# She is an idiot



## MingRaymond

Chinese ：她是白癡。
Italian: Essa è un' idiota.
French: Elle est une idiote.

Other languages, please.


----------



## Jad

*German* Sie ist ein Idiot (?)


----------



## Whodunit

Jad said:
			
		

> *German* Sie ist ein Idiot (?)



Very rare, but grammatically better:

Sie ist eine Idiotin.


----------



## MingRaymond

謝謝,merci, grazie, danke


----------



## Merlin

Tagalog:
Siya ay idiyota. 
(Wherein "siya" can either be male or female. Not really sure about "idiyota" though) Corrections are welcome. Hehehehehe...


----------



## meili

Perhaps we can also say in Tagalog:
Siya ay isang mangmang - _She is an idiot_
Siya - can be male or female.
ay - is, are
isa (ng) - one, an, only, a
Idiot is an ignorant, or a foolish or a stupid person and right now the only equivalent I can find is mangmang.


----------



## Merlin

meili said:
			
		

> Perhaps we can also say in Tagalog:
> Siya ay isang mangmang - _She is an idiot_
> Siya - can be male or female.
> ay - is, are
> isa (ng) - one, an, only, a
> Idiot is an ignorant, or a foolish or a stupid person and right now the only equivalent I can find is mangmang.


 
Well just as I thought. We have a number of words that can replace "idiot" in Tagalog. Muchisimas Gracias!


----------



## Mita

Spanish: Ella es una idiota.


----------



## Lancel0t

meili said:
			
		

> Perhaps we can also say in Tagalog:
> Siya ay isang mangmang - _She is an idiot_
> Siya - can be male or female.
> ay - is, are
> isa (ng) - one, an, only, a
> Idiot is an ignorant, or a foolish or a stupid person and right now the only equivalent I can find is mangmang.


 
Another translation for idiot in FILIPINO,

She is an idiot - Siya ay Tanga! but this is an offensive word. So avoid using it.


----------



## marco_bcn

Romanian: 

"Ea e o idioată."

Hope it helps,

Marco


----------



## Outsider

Portuguese: _Ela é uma idiota,_ or simply _É uma idiota._


----------



## superromu

MingRaymond said:
			
		

> Chinese ：她是白癡。
> Italian: Essa è un' idiota.
> French: Elle est une idiote.
> 
> Other languages, please.


french : c'est une idiote (not elle but c')

The task:
Answer these from the thread above:
1. What Tagalog word does meili call the only equivalent of "idiot" found so far?
2. Which translation of "idiot" does Lancel0t say is offensive?
3. What German sentence does Whodunit call grammatically better?

Records supplied:
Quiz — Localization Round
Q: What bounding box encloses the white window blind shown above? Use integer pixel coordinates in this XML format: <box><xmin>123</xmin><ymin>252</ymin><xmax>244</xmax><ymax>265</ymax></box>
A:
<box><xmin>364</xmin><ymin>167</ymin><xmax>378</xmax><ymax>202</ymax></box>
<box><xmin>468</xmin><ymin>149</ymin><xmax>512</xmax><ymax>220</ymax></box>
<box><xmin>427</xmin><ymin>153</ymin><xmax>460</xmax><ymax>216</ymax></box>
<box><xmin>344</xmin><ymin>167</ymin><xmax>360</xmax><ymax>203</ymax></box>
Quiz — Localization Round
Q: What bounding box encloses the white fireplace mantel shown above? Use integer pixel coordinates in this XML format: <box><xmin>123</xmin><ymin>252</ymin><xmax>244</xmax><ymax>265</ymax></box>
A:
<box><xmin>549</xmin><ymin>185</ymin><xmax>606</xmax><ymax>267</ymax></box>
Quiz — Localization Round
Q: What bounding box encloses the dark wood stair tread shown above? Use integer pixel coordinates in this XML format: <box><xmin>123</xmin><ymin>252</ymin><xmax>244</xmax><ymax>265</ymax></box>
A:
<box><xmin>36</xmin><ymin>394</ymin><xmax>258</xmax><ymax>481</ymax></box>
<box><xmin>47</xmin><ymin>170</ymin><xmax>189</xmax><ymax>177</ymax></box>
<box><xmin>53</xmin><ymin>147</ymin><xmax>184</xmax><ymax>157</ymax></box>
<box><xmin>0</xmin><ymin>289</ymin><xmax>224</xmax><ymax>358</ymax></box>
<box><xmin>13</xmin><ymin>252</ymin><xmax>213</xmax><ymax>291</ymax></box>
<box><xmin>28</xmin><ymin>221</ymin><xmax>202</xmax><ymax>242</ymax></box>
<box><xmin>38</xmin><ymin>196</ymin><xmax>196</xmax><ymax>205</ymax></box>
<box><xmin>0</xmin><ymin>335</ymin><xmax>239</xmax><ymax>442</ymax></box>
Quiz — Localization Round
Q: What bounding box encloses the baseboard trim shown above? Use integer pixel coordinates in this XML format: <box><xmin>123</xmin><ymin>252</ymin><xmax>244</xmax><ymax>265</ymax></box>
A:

* * *

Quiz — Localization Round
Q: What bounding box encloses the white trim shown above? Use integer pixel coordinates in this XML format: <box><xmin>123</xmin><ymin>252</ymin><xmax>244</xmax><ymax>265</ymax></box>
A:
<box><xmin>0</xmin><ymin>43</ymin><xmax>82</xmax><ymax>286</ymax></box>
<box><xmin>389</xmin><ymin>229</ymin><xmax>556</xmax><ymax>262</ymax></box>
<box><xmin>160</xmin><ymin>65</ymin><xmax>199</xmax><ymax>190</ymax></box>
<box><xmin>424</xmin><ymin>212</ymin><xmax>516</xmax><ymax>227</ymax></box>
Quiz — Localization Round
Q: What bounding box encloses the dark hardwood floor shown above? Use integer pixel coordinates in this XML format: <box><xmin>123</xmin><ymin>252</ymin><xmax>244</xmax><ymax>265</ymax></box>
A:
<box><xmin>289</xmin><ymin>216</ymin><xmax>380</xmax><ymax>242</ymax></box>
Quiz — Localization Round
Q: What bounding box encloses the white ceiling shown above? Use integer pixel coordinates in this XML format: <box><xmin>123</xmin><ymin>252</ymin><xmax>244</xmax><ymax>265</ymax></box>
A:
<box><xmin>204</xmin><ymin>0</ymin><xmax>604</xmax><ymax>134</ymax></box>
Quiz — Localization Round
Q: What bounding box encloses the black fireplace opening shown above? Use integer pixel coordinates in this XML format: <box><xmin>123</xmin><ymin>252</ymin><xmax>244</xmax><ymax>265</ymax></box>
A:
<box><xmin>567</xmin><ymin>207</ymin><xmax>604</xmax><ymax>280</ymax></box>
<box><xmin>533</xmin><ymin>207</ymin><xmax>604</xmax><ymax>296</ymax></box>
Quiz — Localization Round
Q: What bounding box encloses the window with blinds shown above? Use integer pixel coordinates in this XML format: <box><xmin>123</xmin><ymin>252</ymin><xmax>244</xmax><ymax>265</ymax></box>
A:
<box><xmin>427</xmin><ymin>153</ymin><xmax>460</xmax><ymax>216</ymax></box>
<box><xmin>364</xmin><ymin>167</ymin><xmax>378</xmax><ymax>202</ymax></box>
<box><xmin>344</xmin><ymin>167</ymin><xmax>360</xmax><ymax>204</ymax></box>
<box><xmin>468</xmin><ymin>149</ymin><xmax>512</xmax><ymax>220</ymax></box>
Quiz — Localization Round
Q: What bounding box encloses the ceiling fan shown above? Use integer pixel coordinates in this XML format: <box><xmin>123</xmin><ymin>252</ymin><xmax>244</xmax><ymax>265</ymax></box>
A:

Result:
1. Mangmang
2. Tanga
3. Sie ist eine Idiotin.